### Exercise description
Recast the lines below as a numbered list, omitting any blank lines.

### Material supplied
• • • • •
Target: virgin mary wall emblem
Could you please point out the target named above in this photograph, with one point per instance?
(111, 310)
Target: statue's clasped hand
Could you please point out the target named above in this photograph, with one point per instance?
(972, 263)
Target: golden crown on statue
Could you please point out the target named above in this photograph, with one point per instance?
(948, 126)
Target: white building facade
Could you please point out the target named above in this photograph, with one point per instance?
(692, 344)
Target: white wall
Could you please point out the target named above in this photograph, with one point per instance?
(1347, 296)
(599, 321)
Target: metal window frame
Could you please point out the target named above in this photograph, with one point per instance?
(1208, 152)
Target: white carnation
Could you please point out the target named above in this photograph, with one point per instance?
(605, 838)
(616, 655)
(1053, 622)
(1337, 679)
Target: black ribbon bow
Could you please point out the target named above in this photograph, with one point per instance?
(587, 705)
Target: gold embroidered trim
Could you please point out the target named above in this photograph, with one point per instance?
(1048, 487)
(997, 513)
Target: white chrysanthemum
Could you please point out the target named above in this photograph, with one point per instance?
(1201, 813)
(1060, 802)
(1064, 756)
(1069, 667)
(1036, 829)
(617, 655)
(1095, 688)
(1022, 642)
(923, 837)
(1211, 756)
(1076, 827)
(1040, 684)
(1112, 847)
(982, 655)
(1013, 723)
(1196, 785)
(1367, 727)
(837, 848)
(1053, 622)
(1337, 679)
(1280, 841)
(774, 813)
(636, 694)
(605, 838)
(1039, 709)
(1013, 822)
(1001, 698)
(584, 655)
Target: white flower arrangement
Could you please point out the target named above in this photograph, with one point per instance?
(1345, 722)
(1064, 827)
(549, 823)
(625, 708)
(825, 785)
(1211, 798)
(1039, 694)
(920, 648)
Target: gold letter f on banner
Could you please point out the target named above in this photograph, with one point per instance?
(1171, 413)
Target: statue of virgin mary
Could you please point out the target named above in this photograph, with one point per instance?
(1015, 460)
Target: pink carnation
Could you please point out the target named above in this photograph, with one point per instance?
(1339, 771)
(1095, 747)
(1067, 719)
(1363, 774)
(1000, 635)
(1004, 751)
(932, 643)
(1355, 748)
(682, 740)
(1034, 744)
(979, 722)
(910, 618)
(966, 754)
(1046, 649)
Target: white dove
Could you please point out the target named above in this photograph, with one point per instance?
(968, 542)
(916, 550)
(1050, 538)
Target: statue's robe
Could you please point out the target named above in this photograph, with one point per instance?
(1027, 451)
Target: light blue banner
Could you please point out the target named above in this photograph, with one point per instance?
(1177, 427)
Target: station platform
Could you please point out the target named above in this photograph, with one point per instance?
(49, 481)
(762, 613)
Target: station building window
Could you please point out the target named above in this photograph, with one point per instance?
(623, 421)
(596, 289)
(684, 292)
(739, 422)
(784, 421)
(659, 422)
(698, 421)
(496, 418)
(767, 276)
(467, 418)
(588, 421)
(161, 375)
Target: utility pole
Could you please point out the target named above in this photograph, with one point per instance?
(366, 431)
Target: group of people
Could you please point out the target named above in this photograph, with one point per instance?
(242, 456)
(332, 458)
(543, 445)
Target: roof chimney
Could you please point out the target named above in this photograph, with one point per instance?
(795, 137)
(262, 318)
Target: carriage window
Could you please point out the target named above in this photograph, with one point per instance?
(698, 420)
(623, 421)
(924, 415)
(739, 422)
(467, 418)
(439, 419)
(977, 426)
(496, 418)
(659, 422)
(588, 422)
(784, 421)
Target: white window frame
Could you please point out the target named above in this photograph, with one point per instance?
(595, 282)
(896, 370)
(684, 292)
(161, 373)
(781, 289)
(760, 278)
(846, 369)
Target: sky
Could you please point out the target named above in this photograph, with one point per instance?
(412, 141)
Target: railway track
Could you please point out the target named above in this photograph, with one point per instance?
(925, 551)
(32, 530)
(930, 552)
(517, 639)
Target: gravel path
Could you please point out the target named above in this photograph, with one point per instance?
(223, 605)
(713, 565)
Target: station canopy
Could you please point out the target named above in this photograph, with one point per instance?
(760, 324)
• • • • •
### Written answer
1. Target: virgin mary wall emblem
2. Could you please point out the target named above in this photograph, with one point per instance?
3. (111, 310)
4. Target: statue's clasped hand
5. Could you please point out the target named above in this photograph, with one point per instance?
6. (972, 263)
7. Target: golden crown on statue
8. Could you please point out the target named above in this photograph, with one point per instance?
9. (948, 126)
10. Target: white building facade
11. Could you please point out the target named above in this photograph, with one point per instance?
12. (692, 344)
13. Target: white wall
14. Could you please point out the target named above in this photograph, with one point per instance?
15. (1347, 296)
16. (599, 321)
17. Target: metal window frame
18. Could you please point out the target named above in this photograph, with one point per instance?
19. (1208, 152)
20. Target: white carnation
21. Could you please point out the target named above in this photograph, with one point per instance?
22. (605, 838)
23. (616, 655)
24. (1053, 622)
25. (1337, 679)
26. Target: black ribbon bow
27. Could you please point out the target named above in this photograph, with one point per instance?
28. (587, 705)
29. Target: gold embroidered trim
30. Could you please point out the target named above in this photograph, with one point per instance?
31. (1048, 487)
32. (997, 513)
33. Target: white chrysanthemum
34. Could you please point out the target named above in this photograph, with one point per instance?
35. (1201, 813)
36. (1060, 802)
37. (1064, 756)
38. (1069, 667)
39. (1036, 829)
40. (617, 655)
41. (1095, 688)
42. (1022, 642)
43. (923, 837)
44. (1211, 756)
45. (1076, 827)
46. (1040, 684)
47. (1112, 847)
48. (982, 655)
49. (1013, 723)
50. (1196, 785)
51. (1367, 727)
52. (837, 848)
53. (1053, 622)
54. (1337, 679)
55. (1280, 841)
56. (774, 813)
57. (636, 694)
58. (605, 838)
59. (1039, 709)
60. (1013, 822)
61. (1001, 698)
62. (584, 655)
63. Target: white flower arrangement
64. Could you please point out the target named above in this photograph, with one point per instance?
65. (1345, 722)
66. (1064, 827)
67. (549, 823)
68. (625, 708)
69. (825, 785)
70. (1211, 798)
71. (1039, 694)
72. (920, 648)
73. Target: gold letter f on banner
74. Could you please point out the target named above in this photograph, with one point per instance?
75. (1171, 413)
76. Target: statue of virgin mary
77. Could you please point out the target named above in this photograph, with one point per instance?
78. (1015, 460)
79. Target: pink carnation
80. Could you please point out the target named above in this photograph, with one point per instance?
81. (1339, 771)
82. (1095, 747)
83. (1067, 719)
84. (1363, 774)
85. (1000, 635)
86. (1004, 751)
87. (932, 643)
88. (1355, 748)
89. (682, 740)
90. (1034, 744)
91. (979, 722)
92. (910, 618)
93. (966, 754)
94. (1046, 649)
95. Target: white dove
96. Could you please point out the target named above in this photograph, with one point per instance?
97. (968, 542)
98. (916, 550)
99. (1050, 538)
100. Target: statue's robe
101. Could you please point out the target named above in this photograph, with one point per instance?
102. (1027, 451)
103. Target: light blue banner
104. Could you please point out the target named above in this photograph, with one point per instance?
105. (1177, 427)
106. Target: station platform
107. Could you please point out the target named above in this photograph, with one point per instance?
108. (49, 481)
109. (762, 613)
110. Target: station building window
111. Could you please point out the target named above in this photograph, with one point per instance?
112. (623, 421)
113. (596, 289)
114. (684, 292)
115. (739, 422)
116. (784, 421)
117. (659, 422)
118. (698, 421)
119. (496, 418)
120. (767, 276)
121. (467, 418)
122. (588, 421)
123. (161, 375)
124. Target: utility pole
125. Could you please point out the target named above in this photograph, with one point per instance?
126. (366, 431)
127. Target: group of people
128. Could you please point out the target named above in this photograph, with one point per instance?
129. (242, 456)
130. (332, 458)
131. (543, 445)
132. Target: roof chimney
133. Could you please point out the target named above in this photograph, with one point per instance?
134. (795, 137)
135. (262, 318)
136. Target: carriage window
137. Could you please point out the target named above in this photograph, with one point per instance?
138. (698, 420)
139. (623, 421)
140. (924, 415)
141. (739, 422)
142. (467, 418)
143. (439, 419)
144. (977, 426)
145. (496, 418)
146. (659, 422)
147. (588, 422)
148. (784, 421)
149. Target: white window frame
150. Could you please point out the target named above in this photograph, with one point per instance?
151. (595, 282)
152. (896, 370)
153. (684, 292)
154. (161, 373)
155. (781, 289)
156. (760, 278)
157. (846, 369)
158. Target: sky
159. Could you please point out the target named above in this photograph, with one point per instance?
160. (412, 141)
161. Target: railway track
162. Could you please point out the target named above in this photograph, with one point per instance?
163. (925, 551)
164. (32, 530)
165. (930, 552)
166. (517, 639)
167. Target: gravel path
168. Could you please point out the target named above in this photograph, with one point per instance?
169. (223, 605)
170. (713, 565)
171. Target: station canopy
172. Could you please point out the target named above in this photograph, with one point per instance?
173. (760, 324)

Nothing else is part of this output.